**Task to complete:** How many lines in the records below contain the string "trouser"? Reply with the number alone.

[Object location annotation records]
········

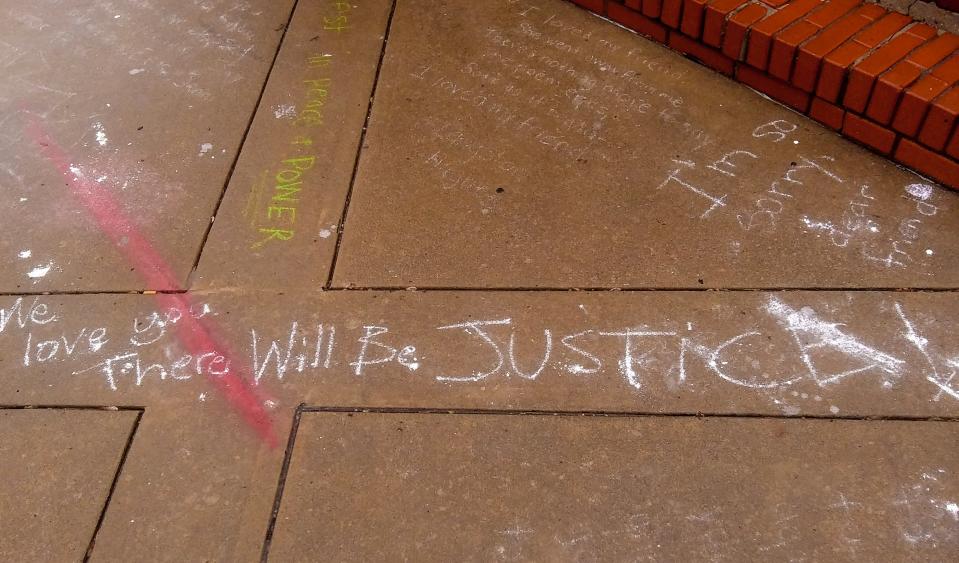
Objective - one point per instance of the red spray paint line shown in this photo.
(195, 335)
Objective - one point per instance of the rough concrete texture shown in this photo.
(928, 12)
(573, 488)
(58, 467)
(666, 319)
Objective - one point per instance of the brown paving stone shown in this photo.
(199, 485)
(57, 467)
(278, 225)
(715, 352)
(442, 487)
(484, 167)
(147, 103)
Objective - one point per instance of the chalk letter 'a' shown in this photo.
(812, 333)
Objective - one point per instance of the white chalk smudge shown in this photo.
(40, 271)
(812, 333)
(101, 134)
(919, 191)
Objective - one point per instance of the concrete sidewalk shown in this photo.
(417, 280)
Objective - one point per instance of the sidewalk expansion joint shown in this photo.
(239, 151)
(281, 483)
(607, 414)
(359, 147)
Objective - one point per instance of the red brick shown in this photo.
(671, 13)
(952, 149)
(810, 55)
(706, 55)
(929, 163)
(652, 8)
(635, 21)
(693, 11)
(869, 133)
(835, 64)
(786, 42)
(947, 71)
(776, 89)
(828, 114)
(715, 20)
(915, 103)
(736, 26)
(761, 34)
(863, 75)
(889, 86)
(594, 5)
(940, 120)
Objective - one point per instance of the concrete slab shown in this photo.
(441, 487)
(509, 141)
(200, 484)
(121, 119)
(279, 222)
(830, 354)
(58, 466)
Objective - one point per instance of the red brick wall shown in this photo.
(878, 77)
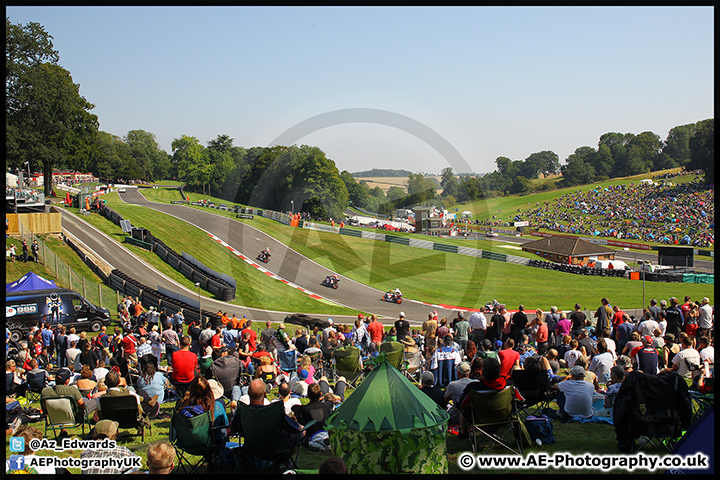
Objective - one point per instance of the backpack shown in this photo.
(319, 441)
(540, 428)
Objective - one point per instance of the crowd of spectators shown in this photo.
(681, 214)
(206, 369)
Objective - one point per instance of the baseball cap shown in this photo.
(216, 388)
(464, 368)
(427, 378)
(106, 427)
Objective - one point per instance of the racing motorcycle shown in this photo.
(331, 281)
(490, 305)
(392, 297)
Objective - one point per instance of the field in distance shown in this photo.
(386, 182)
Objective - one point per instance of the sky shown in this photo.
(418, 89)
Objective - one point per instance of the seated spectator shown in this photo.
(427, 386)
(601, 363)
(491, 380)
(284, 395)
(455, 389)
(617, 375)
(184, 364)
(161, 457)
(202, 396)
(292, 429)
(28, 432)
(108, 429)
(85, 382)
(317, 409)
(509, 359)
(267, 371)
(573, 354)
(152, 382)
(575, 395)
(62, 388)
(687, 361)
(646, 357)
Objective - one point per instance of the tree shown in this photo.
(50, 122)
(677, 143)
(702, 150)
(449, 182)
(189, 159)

········

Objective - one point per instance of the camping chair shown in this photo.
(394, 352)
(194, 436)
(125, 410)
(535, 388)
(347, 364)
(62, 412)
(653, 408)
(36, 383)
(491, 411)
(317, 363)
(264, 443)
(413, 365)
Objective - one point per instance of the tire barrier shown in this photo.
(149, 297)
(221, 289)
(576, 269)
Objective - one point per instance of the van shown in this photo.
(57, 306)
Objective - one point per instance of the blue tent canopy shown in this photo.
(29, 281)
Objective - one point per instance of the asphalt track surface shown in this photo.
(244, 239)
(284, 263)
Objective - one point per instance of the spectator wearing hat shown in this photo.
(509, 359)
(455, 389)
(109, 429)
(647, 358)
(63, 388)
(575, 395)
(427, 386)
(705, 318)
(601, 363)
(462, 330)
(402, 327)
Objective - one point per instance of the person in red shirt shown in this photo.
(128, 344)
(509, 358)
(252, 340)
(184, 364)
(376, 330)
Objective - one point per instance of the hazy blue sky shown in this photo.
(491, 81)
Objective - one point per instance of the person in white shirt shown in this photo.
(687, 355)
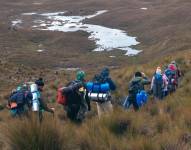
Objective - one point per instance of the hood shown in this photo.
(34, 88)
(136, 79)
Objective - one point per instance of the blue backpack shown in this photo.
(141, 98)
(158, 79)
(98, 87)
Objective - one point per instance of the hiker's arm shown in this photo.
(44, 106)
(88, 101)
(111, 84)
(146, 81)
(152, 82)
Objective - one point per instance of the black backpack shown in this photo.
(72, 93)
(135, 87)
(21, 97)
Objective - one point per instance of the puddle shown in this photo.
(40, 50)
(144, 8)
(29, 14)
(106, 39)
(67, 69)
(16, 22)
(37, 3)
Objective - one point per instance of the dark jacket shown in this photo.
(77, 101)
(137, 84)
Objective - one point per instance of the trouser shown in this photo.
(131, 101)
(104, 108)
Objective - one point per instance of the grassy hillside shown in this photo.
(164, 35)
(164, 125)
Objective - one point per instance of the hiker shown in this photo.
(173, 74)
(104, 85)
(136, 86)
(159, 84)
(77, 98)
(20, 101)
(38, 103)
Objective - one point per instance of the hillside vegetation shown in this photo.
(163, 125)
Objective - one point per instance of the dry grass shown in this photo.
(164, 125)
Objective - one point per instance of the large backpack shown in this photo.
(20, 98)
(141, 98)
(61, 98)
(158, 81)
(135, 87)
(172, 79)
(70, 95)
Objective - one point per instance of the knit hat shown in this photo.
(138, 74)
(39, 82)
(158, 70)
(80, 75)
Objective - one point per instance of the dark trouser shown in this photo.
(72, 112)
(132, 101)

········

**Expected answer:** 2